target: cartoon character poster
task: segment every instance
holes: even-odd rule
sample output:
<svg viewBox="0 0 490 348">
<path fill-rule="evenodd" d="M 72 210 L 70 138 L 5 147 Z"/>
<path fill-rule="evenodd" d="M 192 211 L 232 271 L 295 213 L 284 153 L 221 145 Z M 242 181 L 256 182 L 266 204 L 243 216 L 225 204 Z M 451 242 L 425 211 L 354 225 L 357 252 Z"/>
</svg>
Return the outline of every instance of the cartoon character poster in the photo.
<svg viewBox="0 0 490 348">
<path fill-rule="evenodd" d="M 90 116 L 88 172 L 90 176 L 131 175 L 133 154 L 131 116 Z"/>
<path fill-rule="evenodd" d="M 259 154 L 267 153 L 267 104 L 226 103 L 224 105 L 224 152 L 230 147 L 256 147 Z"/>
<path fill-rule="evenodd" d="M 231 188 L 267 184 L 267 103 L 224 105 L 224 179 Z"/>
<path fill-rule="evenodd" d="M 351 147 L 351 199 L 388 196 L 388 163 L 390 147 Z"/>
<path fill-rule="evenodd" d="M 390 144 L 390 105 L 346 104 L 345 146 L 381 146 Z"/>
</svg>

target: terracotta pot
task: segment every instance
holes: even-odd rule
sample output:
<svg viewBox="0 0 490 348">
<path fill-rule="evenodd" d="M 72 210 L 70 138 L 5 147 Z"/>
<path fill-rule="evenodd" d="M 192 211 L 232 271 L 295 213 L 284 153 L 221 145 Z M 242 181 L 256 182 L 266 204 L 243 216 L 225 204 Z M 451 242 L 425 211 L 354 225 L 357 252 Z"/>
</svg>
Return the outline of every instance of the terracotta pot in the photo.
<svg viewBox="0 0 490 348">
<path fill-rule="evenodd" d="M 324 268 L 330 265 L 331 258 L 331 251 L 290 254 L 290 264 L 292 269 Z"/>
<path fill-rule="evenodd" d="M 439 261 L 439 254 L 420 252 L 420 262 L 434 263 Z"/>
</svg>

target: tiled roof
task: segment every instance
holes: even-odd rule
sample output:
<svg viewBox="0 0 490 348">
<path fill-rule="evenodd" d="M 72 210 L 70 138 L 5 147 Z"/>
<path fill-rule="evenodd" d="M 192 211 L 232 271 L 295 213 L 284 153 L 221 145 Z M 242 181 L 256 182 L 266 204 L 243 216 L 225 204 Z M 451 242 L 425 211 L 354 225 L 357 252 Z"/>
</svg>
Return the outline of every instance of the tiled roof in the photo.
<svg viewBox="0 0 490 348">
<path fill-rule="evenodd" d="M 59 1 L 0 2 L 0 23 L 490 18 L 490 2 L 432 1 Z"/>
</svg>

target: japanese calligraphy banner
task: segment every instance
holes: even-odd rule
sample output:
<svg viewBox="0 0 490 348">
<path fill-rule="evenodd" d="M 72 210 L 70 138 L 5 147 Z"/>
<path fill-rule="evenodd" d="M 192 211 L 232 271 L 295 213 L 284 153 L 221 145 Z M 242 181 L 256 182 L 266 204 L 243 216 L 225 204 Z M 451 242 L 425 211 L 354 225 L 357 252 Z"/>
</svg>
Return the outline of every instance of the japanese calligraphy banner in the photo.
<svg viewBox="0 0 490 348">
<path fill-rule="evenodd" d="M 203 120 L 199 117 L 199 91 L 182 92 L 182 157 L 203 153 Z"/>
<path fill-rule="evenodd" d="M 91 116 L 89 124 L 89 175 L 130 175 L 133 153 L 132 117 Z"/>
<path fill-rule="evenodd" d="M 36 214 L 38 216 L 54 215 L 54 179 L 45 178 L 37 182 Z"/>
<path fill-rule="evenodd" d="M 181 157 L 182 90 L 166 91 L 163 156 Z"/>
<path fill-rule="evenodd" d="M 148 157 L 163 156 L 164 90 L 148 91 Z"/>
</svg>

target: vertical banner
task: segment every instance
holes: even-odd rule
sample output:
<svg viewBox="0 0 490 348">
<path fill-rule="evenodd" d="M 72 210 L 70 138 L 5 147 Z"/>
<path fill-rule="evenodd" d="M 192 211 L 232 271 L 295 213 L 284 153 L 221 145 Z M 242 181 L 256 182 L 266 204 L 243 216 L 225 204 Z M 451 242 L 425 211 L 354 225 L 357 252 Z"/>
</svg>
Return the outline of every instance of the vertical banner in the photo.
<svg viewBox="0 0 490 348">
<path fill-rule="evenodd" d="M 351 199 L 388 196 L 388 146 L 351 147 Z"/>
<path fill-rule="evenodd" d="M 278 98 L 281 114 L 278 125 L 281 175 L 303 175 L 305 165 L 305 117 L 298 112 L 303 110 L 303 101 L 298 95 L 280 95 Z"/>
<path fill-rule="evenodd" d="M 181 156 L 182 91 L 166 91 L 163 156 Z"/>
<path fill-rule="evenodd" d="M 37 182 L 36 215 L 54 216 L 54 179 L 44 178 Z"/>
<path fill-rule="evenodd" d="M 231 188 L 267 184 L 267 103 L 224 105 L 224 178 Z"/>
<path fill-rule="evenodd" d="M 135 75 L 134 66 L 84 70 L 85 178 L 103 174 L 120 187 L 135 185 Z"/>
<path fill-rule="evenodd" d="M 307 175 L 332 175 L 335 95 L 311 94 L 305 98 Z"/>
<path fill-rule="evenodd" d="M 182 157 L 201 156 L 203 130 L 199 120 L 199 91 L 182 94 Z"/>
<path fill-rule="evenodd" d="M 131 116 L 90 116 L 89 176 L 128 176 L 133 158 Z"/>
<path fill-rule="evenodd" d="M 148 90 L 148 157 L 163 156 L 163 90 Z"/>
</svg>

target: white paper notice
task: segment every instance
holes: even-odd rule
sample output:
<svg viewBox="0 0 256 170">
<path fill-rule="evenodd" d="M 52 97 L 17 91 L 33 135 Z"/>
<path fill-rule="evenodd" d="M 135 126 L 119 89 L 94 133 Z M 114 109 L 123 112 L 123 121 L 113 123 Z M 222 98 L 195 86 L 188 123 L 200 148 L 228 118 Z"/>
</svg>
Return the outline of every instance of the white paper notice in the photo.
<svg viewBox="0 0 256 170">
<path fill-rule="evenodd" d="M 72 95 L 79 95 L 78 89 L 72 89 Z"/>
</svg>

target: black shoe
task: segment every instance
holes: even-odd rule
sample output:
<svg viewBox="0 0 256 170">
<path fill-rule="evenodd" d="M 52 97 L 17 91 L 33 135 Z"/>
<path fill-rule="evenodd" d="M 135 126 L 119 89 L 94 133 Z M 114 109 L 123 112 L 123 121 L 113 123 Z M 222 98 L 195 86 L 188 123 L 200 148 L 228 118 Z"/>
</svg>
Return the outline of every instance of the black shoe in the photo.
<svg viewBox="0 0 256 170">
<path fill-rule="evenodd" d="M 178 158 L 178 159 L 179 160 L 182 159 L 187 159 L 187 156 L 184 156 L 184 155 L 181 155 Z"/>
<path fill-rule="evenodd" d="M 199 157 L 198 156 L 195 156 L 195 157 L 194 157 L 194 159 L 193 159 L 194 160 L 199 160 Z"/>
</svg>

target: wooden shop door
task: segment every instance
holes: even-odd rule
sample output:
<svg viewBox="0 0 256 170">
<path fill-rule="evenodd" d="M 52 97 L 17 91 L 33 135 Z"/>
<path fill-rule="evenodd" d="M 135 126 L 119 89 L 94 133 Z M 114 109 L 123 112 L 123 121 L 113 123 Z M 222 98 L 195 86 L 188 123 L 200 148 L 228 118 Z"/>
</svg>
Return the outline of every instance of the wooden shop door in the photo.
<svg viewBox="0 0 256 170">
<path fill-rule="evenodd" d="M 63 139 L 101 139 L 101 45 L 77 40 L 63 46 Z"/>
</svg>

▶ [PROBLEM DESCRIPTION]: Copy out the data from its first line through the line containing "90 116 L 88", including both of those lines, without any alteration.

▶ [REPLY TO THE TASK]:
target: cartoon character poster
task: segment every instance
holes: even-odd rule
sample output:
<svg viewBox="0 0 490 348">
<path fill-rule="evenodd" d="M 72 210 L 70 138 L 5 147 Z"/>
<path fill-rule="evenodd" d="M 192 211 L 232 271 L 295 213 L 284 153 L 221 145 Z M 242 181 L 256 182 L 266 204 L 243 216 L 225 204 Z M 451 242 L 425 211 L 354 225 L 357 252 Z"/>
</svg>
Return the outline of every instance of the cartoon character poster in the photo.
<svg viewBox="0 0 490 348">
<path fill-rule="evenodd" d="M 90 116 L 88 172 L 90 176 L 131 175 L 133 154 L 131 116 Z"/>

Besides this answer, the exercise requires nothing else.